╭─ GIVEN DATA
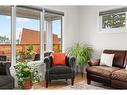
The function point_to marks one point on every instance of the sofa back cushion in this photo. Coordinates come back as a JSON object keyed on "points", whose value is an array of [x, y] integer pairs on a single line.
{"points": [[119, 57], [58, 58]]}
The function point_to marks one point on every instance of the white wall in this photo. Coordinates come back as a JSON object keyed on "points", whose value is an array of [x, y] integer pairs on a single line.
{"points": [[71, 24], [89, 28]]}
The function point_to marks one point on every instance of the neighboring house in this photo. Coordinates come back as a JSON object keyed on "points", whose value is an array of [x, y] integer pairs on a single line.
{"points": [[29, 36]]}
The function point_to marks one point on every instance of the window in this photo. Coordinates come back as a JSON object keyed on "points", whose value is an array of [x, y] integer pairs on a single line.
{"points": [[114, 20], [5, 33], [28, 29], [27, 34], [57, 35], [53, 33]]}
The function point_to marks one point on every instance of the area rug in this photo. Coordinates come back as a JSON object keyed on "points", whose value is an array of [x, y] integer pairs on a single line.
{"points": [[83, 86]]}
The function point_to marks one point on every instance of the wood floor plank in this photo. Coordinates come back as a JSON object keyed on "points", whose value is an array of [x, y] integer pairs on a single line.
{"points": [[57, 84]]}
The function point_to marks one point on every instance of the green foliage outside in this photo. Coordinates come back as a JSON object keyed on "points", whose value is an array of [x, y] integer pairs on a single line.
{"points": [[81, 52]]}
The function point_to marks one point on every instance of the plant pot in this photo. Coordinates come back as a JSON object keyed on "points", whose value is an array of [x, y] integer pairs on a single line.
{"points": [[27, 84], [82, 70]]}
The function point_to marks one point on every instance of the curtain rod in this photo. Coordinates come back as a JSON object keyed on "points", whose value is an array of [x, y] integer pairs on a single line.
{"points": [[113, 11], [41, 9]]}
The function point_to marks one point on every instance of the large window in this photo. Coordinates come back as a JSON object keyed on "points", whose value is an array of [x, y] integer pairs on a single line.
{"points": [[31, 30], [53, 32], [5, 33], [27, 34], [113, 21]]}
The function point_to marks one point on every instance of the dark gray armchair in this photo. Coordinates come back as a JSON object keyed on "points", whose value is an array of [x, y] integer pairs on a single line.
{"points": [[54, 72], [6, 80]]}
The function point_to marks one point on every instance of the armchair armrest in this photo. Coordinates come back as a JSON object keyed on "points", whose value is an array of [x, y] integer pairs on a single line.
{"points": [[48, 61], [94, 62], [72, 62]]}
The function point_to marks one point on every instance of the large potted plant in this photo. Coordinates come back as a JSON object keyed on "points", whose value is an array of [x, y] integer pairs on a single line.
{"points": [[26, 75], [82, 52]]}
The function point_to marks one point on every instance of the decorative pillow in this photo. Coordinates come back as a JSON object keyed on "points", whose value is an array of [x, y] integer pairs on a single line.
{"points": [[106, 59], [58, 58]]}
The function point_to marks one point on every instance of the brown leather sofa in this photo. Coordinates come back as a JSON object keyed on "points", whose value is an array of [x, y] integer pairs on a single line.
{"points": [[115, 76]]}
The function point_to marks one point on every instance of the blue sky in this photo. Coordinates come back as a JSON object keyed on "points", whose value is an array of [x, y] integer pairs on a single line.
{"points": [[5, 23]]}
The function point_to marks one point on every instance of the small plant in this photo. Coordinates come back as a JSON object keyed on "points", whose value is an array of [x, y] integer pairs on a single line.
{"points": [[81, 52], [25, 73]]}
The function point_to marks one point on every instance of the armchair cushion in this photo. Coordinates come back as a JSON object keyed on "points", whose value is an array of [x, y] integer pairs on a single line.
{"points": [[104, 71], [94, 62], [5, 79], [59, 58], [60, 69]]}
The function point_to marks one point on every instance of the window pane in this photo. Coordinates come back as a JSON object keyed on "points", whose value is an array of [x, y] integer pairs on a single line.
{"points": [[27, 34], [5, 33], [53, 40], [57, 40]]}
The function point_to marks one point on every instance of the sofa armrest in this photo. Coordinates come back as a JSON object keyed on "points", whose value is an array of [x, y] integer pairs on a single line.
{"points": [[72, 62], [48, 62], [94, 62]]}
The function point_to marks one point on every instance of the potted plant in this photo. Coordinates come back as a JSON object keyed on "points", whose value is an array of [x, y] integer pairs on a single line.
{"points": [[81, 52], [26, 75]]}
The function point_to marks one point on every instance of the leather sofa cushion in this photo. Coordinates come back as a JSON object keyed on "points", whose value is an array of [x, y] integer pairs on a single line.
{"points": [[104, 71], [119, 57], [60, 69], [120, 75], [4, 80]]}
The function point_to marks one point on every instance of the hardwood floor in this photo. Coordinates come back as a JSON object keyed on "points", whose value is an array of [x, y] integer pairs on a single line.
{"points": [[57, 84]]}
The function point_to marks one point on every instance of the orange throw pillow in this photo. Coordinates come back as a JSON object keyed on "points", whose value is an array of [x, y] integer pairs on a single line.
{"points": [[58, 58]]}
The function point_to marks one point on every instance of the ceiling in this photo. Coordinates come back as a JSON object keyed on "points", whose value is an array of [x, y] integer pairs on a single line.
{"points": [[28, 13]]}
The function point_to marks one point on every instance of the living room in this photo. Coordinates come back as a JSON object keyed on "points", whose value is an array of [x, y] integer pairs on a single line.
{"points": [[86, 25]]}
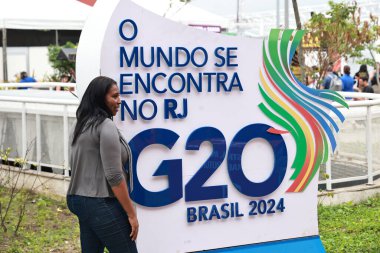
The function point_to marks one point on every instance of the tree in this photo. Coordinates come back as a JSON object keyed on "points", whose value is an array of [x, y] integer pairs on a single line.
{"points": [[340, 32], [60, 66]]}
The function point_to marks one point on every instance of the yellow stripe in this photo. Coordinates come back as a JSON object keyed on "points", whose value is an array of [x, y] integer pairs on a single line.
{"points": [[300, 120]]}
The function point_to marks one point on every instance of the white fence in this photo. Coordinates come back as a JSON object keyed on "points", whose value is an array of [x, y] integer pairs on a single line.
{"points": [[38, 127]]}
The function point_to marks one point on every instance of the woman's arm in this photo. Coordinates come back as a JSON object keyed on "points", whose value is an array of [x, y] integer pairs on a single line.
{"points": [[122, 195], [110, 154]]}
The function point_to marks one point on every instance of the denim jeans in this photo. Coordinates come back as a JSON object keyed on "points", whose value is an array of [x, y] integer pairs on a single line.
{"points": [[103, 223]]}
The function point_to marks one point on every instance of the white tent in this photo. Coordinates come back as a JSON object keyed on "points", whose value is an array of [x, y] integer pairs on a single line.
{"points": [[183, 13], [43, 14], [39, 15]]}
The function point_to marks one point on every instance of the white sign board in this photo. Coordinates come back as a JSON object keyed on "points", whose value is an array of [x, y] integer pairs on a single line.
{"points": [[226, 141]]}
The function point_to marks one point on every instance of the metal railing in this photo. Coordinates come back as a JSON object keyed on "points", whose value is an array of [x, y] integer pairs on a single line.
{"points": [[37, 85], [38, 107], [365, 113]]}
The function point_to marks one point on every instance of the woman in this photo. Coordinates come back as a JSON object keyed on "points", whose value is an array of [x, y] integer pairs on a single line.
{"points": [[98, 193]]}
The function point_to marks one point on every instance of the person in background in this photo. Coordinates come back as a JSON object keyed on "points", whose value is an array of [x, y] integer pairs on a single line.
{"points": [[364, 86], [329, 77], [24, 78], [64, 79], [348, 81], [98, 192], [363, 72], [374, 78]]}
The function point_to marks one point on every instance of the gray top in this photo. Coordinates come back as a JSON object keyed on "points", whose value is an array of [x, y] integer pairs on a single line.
{"points": [[96, 161]]}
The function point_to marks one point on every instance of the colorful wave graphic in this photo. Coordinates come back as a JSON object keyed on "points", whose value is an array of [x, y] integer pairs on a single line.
{"points": [[301, 110]]}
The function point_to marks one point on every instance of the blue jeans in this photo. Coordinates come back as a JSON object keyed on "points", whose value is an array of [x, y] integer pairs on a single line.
{"points": [[103, 223]]}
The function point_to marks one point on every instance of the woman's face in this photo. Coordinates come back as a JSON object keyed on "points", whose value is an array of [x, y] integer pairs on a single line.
{"points": [[113, 99]]}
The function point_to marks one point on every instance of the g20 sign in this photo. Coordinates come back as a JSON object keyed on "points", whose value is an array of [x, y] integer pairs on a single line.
{"points": [[226, 142]]}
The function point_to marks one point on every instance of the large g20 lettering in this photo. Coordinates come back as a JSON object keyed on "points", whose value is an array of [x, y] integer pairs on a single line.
{"points": [[194, 188]]}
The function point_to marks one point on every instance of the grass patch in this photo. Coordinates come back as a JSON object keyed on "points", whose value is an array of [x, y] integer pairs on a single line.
{"points": [[48, 226], [351, 228]]}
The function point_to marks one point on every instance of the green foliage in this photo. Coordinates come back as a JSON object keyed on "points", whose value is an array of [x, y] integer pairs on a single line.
{"points": [[48, 227], [341, 33], [60, 66], [351, 228]]}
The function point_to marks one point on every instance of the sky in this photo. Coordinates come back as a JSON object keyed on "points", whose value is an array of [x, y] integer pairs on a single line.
{"points": [[228, 7]]}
╰─
(AIM OF THE TASK) Precisely the line with "of the grass" and the lines after it, up to the last line of the entries above, are to be reproduced, and nothing more.

(WRITTEN RESPONSE)
The function point_to marks one point on every instance of the grass patch in this photo. Coordinates come back as a JSON object keyed on "points", whose value is an array of [x, y] integer pairs on a single line.
{"points": [[48, 226], [351, 228]]}
The function point_to marks one point on every instance of the green foliage in this photo. Coordinates come back as a JSON object keyed on "points", whose value is an array of [x, y] integer pairs on a single line.
{"points": [[48, 227], [341, 33], [60, 66], [351, 228]]}
The function point_to marks one point on every instance of the sky in this photo. Coordinates come back as a JSON object keyed on "points", whose value is an array of [x, y] integer pairs on a single line.
{"points": [[228, 7]]}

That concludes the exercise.